→ **LIST OF TASKS**
• a. Set down the passage of the GCIS ontology issue from "Right now gcis:ModelRun" up to and including "(currently type gcis:ModelRun).".
• b. Answer these questions from the GCIS ontology issue, marking each answer with the same numeral:
(i) Which class is gcis:Model declared a subclass of?
(ii) What rdfs:label does gcis:ModelRun carry?
(iii) In the meeting, which class was proposed as the new superclass of gcis:ModelRun?
• c. List every class that the GCIS ontology issue quotes with the declaration "a owl:Class".

--- begin DOCUMENT ---

USGCRP / gcis-ontology

Ontology for the Global Change Information System
4 stars 7 forks source link

Model, ModelRun, model output, and Dataset #17

Closed zednis closed 8 years ago

zednis commented 9 years ago

There was some question today on the relationship between Model, ModelRun, Dataset, and model output.

From the current GCIS ontology:

gcis:Model a owl:Class ;
    rdfs:label "Model" ;
    rdfs:comment "A simplified description or particular design, especially a mathematical one, of a system or process, to assist calculations and predictions." ;
    rdfs:subClassOf prov:Entity .

gcis:ModelRun a owl:Class ;
    rdfs:label "Model Run" ;
    rdfs:comment "An entity generated by a model." ;
    rdfs:subClassOf prov:Entity .

gcis:Dataset a owl:Class ;
    rdfs:label "Dataset" ;
    rdfs:comment "Any organized collection of data or information that has a common theme. Examples include lists, tables, and databases, etc." ;
    rdfs:subClassOf dctype:Dataset , prov:Entity .

No class or property exists with the name "model output."

Right now gcis:ModelRun is a subclass of prov:Entity and the output from a 'model run' activity. We do not have any classes that specifically represent the activity of running the model. We can use an instance of prov:Activity in the linked data to represent the model run process.

If we were to define a class to represent the model run activity it would make sense to make it a subclass of prov:Activity.

The PROV properties prov:generated and prov:wasGeneratedBy would provide the relationships between the model run activity and the output of the model run (currently type gcis:ModelRun).

In today's meeting we discussed modifying the definition of gcis:ModelRun to be a subclass of gcis:Dataset. I think this make sense and is consistent with the current definition of gcis:Dataset.

--- end DOCUMENT ---
--- begin MATERIAL SHOWN ---

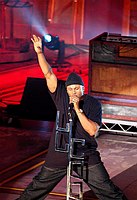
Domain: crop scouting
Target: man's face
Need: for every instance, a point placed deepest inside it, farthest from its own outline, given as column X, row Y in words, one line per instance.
column 75, row 90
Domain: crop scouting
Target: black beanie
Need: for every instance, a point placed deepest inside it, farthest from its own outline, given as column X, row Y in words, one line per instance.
column 74, row 78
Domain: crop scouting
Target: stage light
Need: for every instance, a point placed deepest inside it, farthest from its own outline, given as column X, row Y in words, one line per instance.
column 51, row 42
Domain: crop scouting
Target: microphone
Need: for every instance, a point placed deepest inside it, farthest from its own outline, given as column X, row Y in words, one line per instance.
column 70, row 107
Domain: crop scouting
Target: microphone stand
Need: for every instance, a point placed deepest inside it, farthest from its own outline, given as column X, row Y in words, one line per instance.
column 73, row 160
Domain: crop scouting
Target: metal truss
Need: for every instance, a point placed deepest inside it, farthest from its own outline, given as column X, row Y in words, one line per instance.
column 119, row 126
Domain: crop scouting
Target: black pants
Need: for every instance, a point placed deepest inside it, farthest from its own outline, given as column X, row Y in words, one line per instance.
column 98, row 181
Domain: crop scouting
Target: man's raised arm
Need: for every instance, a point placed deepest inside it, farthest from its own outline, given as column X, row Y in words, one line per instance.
column 44, row 65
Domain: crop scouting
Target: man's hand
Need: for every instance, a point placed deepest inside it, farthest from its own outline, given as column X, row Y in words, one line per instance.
column 37, row 44
column 75, row 100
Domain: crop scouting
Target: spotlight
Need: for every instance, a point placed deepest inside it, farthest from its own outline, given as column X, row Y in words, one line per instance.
column 51, row 42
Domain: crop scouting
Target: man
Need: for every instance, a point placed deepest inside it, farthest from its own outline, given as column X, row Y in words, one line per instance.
column 86, row 117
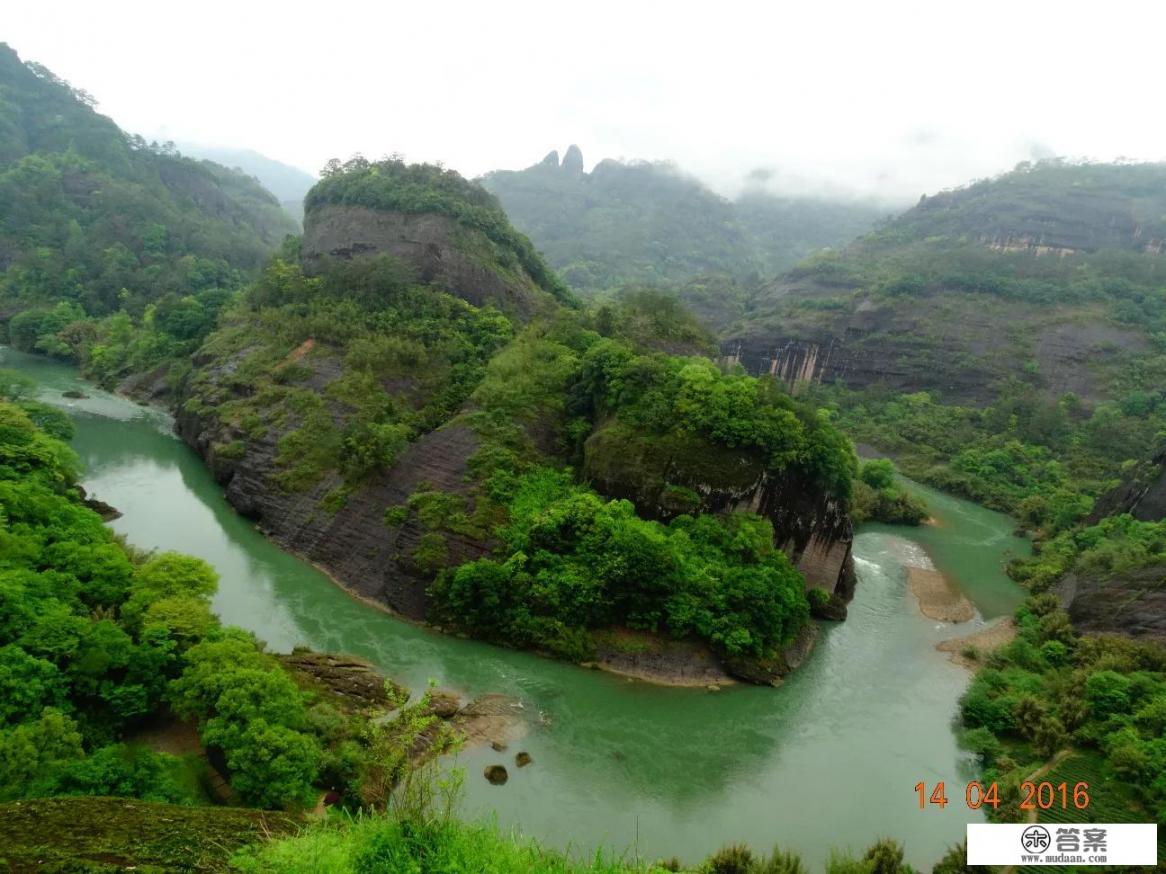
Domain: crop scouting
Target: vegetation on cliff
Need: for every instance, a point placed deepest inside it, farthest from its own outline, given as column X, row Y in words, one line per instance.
column 1034, row 309
column 878, row 498
column 1052, row 690
column 114, row 252
column 348, row 368
column 98, row 642
column 395, row 187
column 632, row 224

--- end MATERIAL SHOWN ---

→ **WORKED SOLUTIONS**
• a.
Right now gcis:ModelRun is a subclass of prov:Entity and the output from a 'model run' activity. We do not have any classes that specifically represent the activity of running the model. We can use an instance of prov:Activity in the linked data to represent the model run process.

If we were to define a class to represent the model run activity it would make sense to make it a subclass of prov:Activity.

The PROV properties prov:generated and prov:wasGeneratedBy would provide the relationships between the model run activity and the output of the model run (currently type gcis:ModelRun).

• b.
(i) prov:Entity
(ii) "Model Run"
(iii) gcis:Dataset

• c.
gcis:Model
gcis:ModelRun
gcis:Dataset